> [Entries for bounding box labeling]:
........

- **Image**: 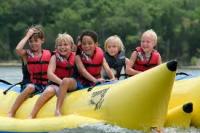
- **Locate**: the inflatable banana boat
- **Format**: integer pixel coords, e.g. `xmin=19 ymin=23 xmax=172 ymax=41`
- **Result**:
xmin=0 ymin=61 xmax=177 ymax=132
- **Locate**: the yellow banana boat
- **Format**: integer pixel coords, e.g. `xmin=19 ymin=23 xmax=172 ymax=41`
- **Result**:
xmin=0 ymin=61 xmax=177 ymax=132
xmin=165 ymin=103 xmax=193 ymax=128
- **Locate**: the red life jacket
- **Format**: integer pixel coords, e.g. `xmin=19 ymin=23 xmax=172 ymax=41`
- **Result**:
xmin=27 ymin=50 xmax=51 ymax=85
xmin=78 ymin=47 xmax=104 ymax=84
xmin=55 ymin=52 xmax=75 ymax=79
xmin=133 ymin=47 xmax=160 ymax=71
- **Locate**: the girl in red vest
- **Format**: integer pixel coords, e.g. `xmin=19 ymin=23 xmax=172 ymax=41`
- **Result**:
xmin=126 ymin=30 xmax=162 ymax=76
xmin=30 ymin=33 xmax=76 ymax=118
xmin=75 ymin=30 xmax=115 ymax=89
xmin=8 ymin=25 xmax=51 ymax=117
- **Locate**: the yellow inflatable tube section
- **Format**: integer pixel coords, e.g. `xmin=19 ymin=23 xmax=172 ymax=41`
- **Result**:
xmin=0 ymin=61 xmax=177 ymax=131
xmin=165 ymin=103 xmax=193 ymax=128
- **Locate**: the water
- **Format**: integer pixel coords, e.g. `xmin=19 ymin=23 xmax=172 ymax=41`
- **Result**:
xmin=0 ymin=67 xmax=200 ymax=133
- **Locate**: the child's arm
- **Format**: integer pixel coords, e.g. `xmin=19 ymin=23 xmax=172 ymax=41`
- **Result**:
xmin=75 ymin=55 xmax=97 ymax=83
xmin=158 ymin=54 xmax=162 ymax=65
xmin=126 ymin=51 xmax=140 ymax=76
xmin=15 ymin=28 xmax=34 ymax=57
xmin=47 ymin=55 xmax=62 ymax=85
xmin=103 ymin=58 xmax=115 ymax=80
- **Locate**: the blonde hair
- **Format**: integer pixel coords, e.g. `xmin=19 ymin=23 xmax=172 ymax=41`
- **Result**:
xmin=142 ymin=29 xmax=158 ymax=46
xmin=104 ymin=35 xmax=124 ymax=52
xmin=55 ymin=33 xmax=74 ymax=47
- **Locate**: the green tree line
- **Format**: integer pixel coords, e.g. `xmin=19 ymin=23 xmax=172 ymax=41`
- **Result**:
xmin=0 ymin=0 xmax=200 ymax=65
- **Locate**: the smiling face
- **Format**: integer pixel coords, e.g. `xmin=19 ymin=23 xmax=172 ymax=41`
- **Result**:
xmin=81 ymin=35 xmax=97 ymax=56
xmin=141 ymin=34 xmax=155 ymax=53
xmin=29 ymin=37 xmax=44 ymax=52
xmin=106 ymin=41 xmax=120 ymax=56
xmin=56 ymin=40 xmax=72 ymax=56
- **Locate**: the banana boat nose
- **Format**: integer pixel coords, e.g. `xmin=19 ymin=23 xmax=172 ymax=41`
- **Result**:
xmin=167 ymin=60 xmax=178 ymax=71
xmin=102 ymin=61 xmax=177 ymax=130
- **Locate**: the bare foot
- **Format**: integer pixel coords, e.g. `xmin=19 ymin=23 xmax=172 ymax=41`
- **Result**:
xmin=55 ymin=110 xmax=62 ymax=116
xmin=8 ymin=112 xmax=14 ymax=118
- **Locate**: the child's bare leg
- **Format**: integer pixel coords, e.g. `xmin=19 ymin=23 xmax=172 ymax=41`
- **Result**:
xmin=8 ymin=85 xmax=35 ymax=117
xmin=55 ymin=78 xmax=76 ymax=116
xmin=29 ymin=86 xmax=55 ymax=118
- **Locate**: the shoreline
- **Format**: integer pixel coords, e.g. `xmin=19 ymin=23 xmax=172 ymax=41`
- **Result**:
xmin=0 ymin=60 xmax=200 ymax=69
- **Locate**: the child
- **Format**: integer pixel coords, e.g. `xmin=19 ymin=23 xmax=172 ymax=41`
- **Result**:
xmin=75 ymin=31 xmax=115 ymax=89
xmin=8 ymin=25 xmax=51 ymax=117
xmin=30 ymin=33 xmax=76 ymax=118
xmin=126 ymin=30 xmax=162 ymax=76
xmin=103 ymin=35 xmax=129 ymax=79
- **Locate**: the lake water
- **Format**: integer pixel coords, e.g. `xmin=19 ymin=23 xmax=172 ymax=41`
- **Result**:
xmin=0 ymin=67 xmax=200 ymax=133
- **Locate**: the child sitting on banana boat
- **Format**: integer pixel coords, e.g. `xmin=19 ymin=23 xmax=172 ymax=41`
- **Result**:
xmin=126 ymin=29 xmax=162 ymax=76
xmin=29 ymin=33 xmax=76 ymax=118
xmin=75 ymin=30 xmax=115 ymax=89
xmin=102 ymin=35 xmax=129 ymax=80
xmin=8 ymin=25 xmax=51 ymax=117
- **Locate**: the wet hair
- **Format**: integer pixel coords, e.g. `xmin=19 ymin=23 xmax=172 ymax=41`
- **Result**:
xmin=80 ymin=30 xmax=98 ymax=43
xmin=29 ymin=25 xmax=45 ymax=40
xmin=104 ymin=35 xmax=124 ymax=52
xmin=56 ymin=33 xmax=74 ymax=47
xmin=142 ymin=29 xmax=158 ymax=46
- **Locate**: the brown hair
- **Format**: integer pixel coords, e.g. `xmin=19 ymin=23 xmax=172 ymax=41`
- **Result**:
xmin=29 ymin=25 xmax=45 ymax=40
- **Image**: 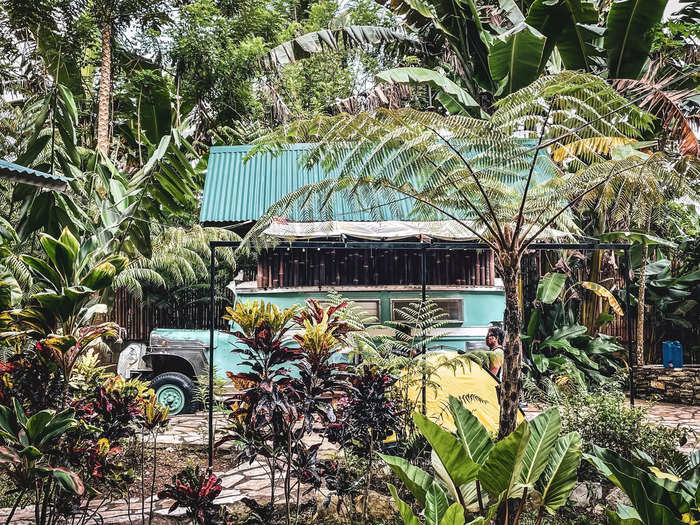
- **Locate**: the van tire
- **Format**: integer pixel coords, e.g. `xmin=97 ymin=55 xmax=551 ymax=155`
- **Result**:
xmin=151 ymin=372 xmax=197 ymax=416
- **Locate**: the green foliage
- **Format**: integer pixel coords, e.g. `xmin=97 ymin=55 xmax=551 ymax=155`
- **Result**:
xmin=586 ymin=447 xmax=700 ymax=525
xmin=0 ymin=400 xmax=85 ymax=495
xmin=2 ymin=228 xmax=126 ymax=341
xmin=524 ymin=272 xmax=624 ymax=389
xmin=528 ymin=381 xmax=687 ymax=476
xmin=620 ymin=259 xmax=700 ymax=352
xmin=382 ymin=398 xmax=581 ymax=525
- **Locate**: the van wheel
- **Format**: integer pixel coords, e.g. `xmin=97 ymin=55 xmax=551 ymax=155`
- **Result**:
xmin=151 ymin=372 xmax=196 ymax=416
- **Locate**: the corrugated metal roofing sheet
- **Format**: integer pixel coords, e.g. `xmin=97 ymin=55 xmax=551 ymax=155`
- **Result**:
xmin=0 ymin=159 xmax=73 ymax=191
xmin=199 ymin=144 xmax=542 ymax=223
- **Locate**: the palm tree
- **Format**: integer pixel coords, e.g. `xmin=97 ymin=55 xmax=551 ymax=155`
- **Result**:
xmin=113 ymin=226 xmax=240 ymax=309
xmin=266 ymin=0 xmax=668 ymax=114
xmin=242 ymin=72 xmax=666 ymax=438
xmin=581 ymin=156 xmax=700 ymax=366
xmin=81 ymin=0 xmax=165 ymax=155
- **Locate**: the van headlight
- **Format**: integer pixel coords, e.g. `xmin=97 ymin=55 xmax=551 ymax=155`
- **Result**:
xmin=117 ymin=343 xmax=146 ymax=379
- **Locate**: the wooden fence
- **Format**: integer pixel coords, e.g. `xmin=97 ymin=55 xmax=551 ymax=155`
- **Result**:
xmin=108 ymin=249 xmax=655 ymax=357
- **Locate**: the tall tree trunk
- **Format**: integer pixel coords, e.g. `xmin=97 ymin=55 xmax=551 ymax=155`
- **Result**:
xmin=581 ymin=250 xmax=603 ymax=337
xmin=97 ymin=23 xmax=112 ymax=155
xmin=635 ymin=243 xmax=649 ymax=366
xmin=498 ymin=253 xmax=523 ymax=440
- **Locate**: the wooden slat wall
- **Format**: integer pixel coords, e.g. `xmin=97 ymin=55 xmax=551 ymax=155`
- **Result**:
xmin=257 ymin=248 xmax=495 ymax=289
xmin=106 ymin=282 xmax=233 ymax=341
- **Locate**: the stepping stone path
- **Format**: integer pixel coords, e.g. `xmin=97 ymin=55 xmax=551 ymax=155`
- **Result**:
xmin=0 ymin=400 xmax=700 ymax=525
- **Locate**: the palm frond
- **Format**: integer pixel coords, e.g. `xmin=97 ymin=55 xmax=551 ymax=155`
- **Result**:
xmin=613 ymin=63 xmax=700 ymax=156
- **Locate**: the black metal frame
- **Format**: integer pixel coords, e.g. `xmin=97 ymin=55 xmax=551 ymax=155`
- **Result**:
xmin=208 ymin=241 xmax=636 ymax=471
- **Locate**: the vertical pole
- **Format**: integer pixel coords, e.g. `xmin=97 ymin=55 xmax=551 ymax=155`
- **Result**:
xmin=208 ymin=243 xmax=216 ymax=473
xmin=420 ymin=243 xmax=428 ymax=415
xmin=625 ymin=246 xmax=637 ymax=406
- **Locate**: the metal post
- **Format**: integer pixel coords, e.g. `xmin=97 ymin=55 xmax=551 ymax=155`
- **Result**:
xmin=625 ymin=246 xmax=639 ymax=406
xmin=208 ymin=244 xmax=216 ymax=468
xmin=420 ymin=243 xmax=428 ymax=415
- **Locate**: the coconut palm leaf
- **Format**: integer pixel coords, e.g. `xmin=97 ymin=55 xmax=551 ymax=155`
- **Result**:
xmin=605 ymin=0 xmax=668 ymax=78
xmin=263 ymin=26 xmax=413 ymax=68
xmin=613 ymin=63 xmax=700 ymax=156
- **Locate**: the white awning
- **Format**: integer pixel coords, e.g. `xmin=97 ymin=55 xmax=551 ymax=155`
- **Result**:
xmin=264 ymin=220 xmax=571 ymax=242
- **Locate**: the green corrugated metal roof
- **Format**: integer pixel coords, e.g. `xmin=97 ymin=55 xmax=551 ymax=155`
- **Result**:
xmin=0 ymin=159 xmax=73 ymax=191
xmin=199 ymin=144 xmax=556 ymax=223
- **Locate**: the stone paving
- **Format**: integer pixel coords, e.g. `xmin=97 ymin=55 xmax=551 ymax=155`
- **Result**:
xmin=0 ymin=401 xmax=700 ymax=525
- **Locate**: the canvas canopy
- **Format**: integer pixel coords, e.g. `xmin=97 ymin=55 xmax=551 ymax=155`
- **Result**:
xmin=264 ymin=220 xmax=570 ymax=241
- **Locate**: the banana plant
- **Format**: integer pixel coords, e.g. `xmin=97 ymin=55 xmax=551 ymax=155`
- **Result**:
xmin=0 ymin=399 xmax=85 ymax=523
xmin=585 ymin=447 xmax=700 ymax=525
xmin=523 ymin=272 xmax=623 ymax=386
xmin=263 ymin=0 xmax=668 ymax=114
xmin=0 ymin=228 xmax=127 ymax=339
xmin=381 ymin=397 xmax=581 ymax=525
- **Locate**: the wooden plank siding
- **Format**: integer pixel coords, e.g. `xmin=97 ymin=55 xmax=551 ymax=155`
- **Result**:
xmin=107 ymin=248 xmax=653 ymax=354
xmin=257 ymin=248 xmax=496 ymax=289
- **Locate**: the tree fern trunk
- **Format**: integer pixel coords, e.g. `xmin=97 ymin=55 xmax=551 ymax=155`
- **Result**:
xmin=635 ymin=244 xmax=649 ymax=366
xmin=97 ymin=23 xmax=112 ymax=155
xmin=498 ymin=253 xmax=523 ymax=439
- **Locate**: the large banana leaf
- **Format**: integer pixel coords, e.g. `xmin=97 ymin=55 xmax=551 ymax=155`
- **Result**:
xmin=581 ymin=281 xmax=625 ymax=315
xmin=413 ymin=413 xmax=479 ymax=489
xmin=263 ymin=26 xmax=413 ymax=67
xmin=39 ymin=228 xmax=77 ymax=284
xmin=525 ymin=0 xmax=598 ymax=71
xmin=541 ymin=432 xmax=581 ymax=514
xmin=479 ymin=421 xmax=530 ymax=497
xmin=607 ymin=504 xmax=644 ymax=525
xmin=377 ymin=67 xmax=479 ymax=114
xmin=425 ymin=483 xmax=448 ymax=525
xmin=379 ymin=454 xmax=434 ymax=505
xmin=450 ymin=396 xmax=493 ymax=465
xmin=537 ymin=273 xmax=566 ymax=304
xmin=605 ymin=0 xmax=668 ymax=78
xmin=585 ymin=446 xmax=690 ymax=525
xmin=388 ymin=483 xmax=421 ymax=525
xmin=440 ymin=503 xmax=464 ymax=525
xmin=488 ymin=22 xmax=547 ymax=95
xmin=520 ymin=408 xmax=561 ymax=487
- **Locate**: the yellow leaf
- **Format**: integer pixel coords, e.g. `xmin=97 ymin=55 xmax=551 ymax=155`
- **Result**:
xmin=552 ymin=137 xmax=637 ymax=162
xmin=580 ymin=281 xmax=625 ymax=316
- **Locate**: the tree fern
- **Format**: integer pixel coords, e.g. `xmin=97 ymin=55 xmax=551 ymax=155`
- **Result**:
xmin=239 ymin=72 xmax=651 ymax=437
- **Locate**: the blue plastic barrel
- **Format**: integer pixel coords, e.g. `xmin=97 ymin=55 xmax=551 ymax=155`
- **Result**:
xmin=661 ymin=341 xmax=674 ymax=368
xmin=673 ymin=341 xmax=683 ymax=368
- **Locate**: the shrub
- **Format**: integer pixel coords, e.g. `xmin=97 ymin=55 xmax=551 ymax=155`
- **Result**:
xmin=535 ymin=376 xmax=687 ymax=475
xmin=158 ymin=465 xmax=223 ymax=525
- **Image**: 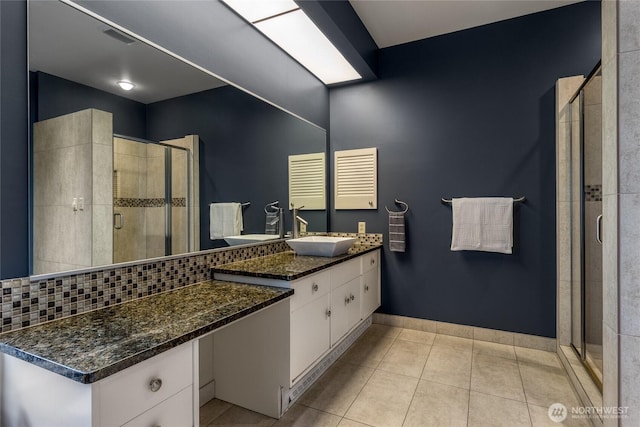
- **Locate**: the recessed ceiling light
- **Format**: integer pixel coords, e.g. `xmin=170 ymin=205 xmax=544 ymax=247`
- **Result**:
xmin=117 ymin=80 xmax=136 ymax=90
xmin=223 ymin=0 xmax=362 ymax=85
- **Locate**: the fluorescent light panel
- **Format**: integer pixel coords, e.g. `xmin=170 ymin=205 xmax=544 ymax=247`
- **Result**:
xmin=223 ymin=0 xmax=362 ymax=84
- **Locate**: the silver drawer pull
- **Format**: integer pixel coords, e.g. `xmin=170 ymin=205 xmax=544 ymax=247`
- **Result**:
xmin=149 ymin=378 xmax=162 ymax=393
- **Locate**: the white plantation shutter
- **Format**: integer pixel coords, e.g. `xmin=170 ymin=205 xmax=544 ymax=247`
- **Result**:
xmin=335 ymin=148 xmax=378 ymax=209
xmin=289 ymin=153 xmax=326 ymax=210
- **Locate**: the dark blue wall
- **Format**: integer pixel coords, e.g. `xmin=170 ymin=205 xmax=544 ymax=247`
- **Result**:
xmin=31 ymin=72 xmax=147 ymax=139
xmin=0 ymin=0 xmax=29 ymax=278
xmin=330 ymin=2 xmax=601 ymax=337
xmin=147 ymin=86 xmax=327 ymax=249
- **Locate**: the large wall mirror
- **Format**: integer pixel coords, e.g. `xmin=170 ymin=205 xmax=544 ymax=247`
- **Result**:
xmin=29 ymin=0 xmax=327 ymax=274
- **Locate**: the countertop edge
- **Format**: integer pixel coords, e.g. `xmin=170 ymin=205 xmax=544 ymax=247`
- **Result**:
xmin=0 ymin=289 xmax=293 ymax=384
xmin=211 ymin=245 xmax=382 ymax=282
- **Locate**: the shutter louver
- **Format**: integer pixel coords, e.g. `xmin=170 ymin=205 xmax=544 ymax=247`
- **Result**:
xmin=289 ymin=153 xmax=326 ymax=210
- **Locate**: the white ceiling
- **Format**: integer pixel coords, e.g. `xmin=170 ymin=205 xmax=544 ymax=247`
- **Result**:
xmin=349 ymin=0 xmax=582 ymax=48
xmin=29 ymin=0 xmax=226 ymax=104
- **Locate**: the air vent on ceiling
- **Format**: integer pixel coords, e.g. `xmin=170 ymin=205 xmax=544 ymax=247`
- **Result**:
xmin=103 ymin=28 xmax=136 ymax=44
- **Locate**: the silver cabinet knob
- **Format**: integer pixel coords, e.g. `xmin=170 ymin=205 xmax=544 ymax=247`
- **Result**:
xmin=149 ymin=378 xmax=162 ymax=393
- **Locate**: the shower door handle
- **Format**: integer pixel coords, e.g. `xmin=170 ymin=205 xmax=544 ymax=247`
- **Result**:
xmin=113 ymin=212 xmax=124 ymax=230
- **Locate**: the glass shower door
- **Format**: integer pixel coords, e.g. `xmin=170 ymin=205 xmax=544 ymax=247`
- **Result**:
xmin=113 ymin=137 xmax=191 ymax=263
xmin=571 ymin=69 xmax=603 ymax=388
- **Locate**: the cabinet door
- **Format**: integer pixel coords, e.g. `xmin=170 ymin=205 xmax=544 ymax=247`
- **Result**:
xmin=331 ymin=277 xmax=361 ymax=345
xmin=290 ymin=294 xmax=332 ymax=383
xmin=123 ymin=387 xmax=194 ymax=427
xmin=361 ymin=268 xmax=380 ymax=319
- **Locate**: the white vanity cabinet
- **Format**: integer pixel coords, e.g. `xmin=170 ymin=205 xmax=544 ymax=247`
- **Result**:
xmin=2 ymin=342 xmax=198 ymax=427
xmin=360 ymin=250 xmax=380 ymax=318
xmin=215 ymin=249 xmax=380 ymax=386
xmin=290 ymin=271 xmax=332 ymax=379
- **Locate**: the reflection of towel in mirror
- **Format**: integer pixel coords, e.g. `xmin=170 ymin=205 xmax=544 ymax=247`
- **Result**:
xmin=209 ymin=203 xmax=242 ymax=240
xmin=451 ymin=197 xmax=513 ymax=254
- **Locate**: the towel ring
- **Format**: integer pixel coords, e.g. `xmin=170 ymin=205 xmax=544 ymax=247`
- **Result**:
xmin=384 ymin=199 xmax=409 ymax=214
xmin=264 ymin=200 xmax=279 ymax=213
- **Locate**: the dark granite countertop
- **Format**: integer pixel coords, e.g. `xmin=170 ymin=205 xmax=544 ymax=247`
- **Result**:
xmin=0 ymin=280 xmax=293 ymax=384
xmin=211 ymin=244 xmax=382 ymax=280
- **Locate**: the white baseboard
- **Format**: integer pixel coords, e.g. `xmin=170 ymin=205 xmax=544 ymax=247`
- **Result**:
xmin=200 ymin=381 xmax=216 ymax=406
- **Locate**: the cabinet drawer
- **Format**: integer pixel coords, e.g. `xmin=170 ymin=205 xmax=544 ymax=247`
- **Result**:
xmin=362 ymin=250 xmax=380 ymax=273
xmin=291 ymin=271 xmax=331 ymax=311
xmin=331 ymin=258 xmax=361 ymax=289
xmin=97 ymin=342 xmax=193 ymax=426
xmin=123 ymin=387 xmax=194 ymax=427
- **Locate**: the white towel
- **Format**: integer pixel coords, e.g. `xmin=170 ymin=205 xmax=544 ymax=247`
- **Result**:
xmin=451 ymin=197 xmax=513 ymax=254
xmin=209 ymin=203 xmax=242 ymax=240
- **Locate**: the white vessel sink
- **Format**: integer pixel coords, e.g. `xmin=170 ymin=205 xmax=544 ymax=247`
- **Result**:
xmin=287 ymin=236 xmax=358 ymax=257
xmin=224 ymin=234 xmax=280 ymax=246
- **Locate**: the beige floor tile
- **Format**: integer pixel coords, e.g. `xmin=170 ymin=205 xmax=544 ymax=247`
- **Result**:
xmin=520 ymin=363 xmax=578 ymax=408
xmin=403 ymin=381 xmax=469 ymax=427
xmin=338 ymin=418 xmax=370 ymax=427
xmin=473 ymin=340 xmax=516 ymax=360
xmin=208 ymin=405 xmax=276 ymax=427
xmin=362 ymin=323 xmax=402 ymax=338
xmin=378 ymin=339 xmax=431 ymax=378
xmin=273 ymin=405 xmax=340 ymax=427
xmin=340 ymin=332 xmax=399 ymax=368
xmin=433 ymin=334 xmax=473 ymax=353
xmin=345 ymin=371 xmax=418 ymax=427
xmin=529 ymin=405 xmax=591 ymax=427
xmin=422 ymin=337 xmax=471 ymax=389
xmin=514 ymin=347 xmax=562 ymax=368
xmin=398 ymin=329 xmax=436 ymax=344
xmin=467 ymin=391 xmax=531 ymax=427
xmin=299 ymin=361 xmax=373 ymax=416
xmin=200 ymin=399 xmax=233 ymax=426
xmin=471 ymin=355 xmax=526 ymax=402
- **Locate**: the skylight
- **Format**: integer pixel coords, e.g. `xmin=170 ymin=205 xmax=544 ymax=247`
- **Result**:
xmin=223 ymin=0 xmax=361 ymax=85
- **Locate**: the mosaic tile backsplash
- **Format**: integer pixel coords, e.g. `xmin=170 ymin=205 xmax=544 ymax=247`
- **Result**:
xmin=0 ymin=233 xmax=382 ymax=332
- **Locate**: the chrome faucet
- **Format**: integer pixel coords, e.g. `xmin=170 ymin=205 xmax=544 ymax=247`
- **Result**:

........

Reproduce every line from the line with "- **Locate**: the banana plant" to the line with "xmin=381 ymin=397 xmax=581 ymax=525", adding 10 to each coordinate in the answers.

> [Task response]:
- **Locate**: the banana plant
- **Format**: integer pixel coords, e.g. `xmin=97 ymin=55 xmax=551 ymax=155`
- **Result**:
xmin=10 ymin=409 xmax=95 ymax=533
xmin=595 ymin=457 xmax=710 ymax=535
xmin=533 ymin=282 xmax=633 ymax=396
xmin=273 ymin=10 xmax=678 ymax=124
xmin=10 ymin=238 xmax=137 ymax=349
xmin=391 ymin=407 xmax=591 ymax=535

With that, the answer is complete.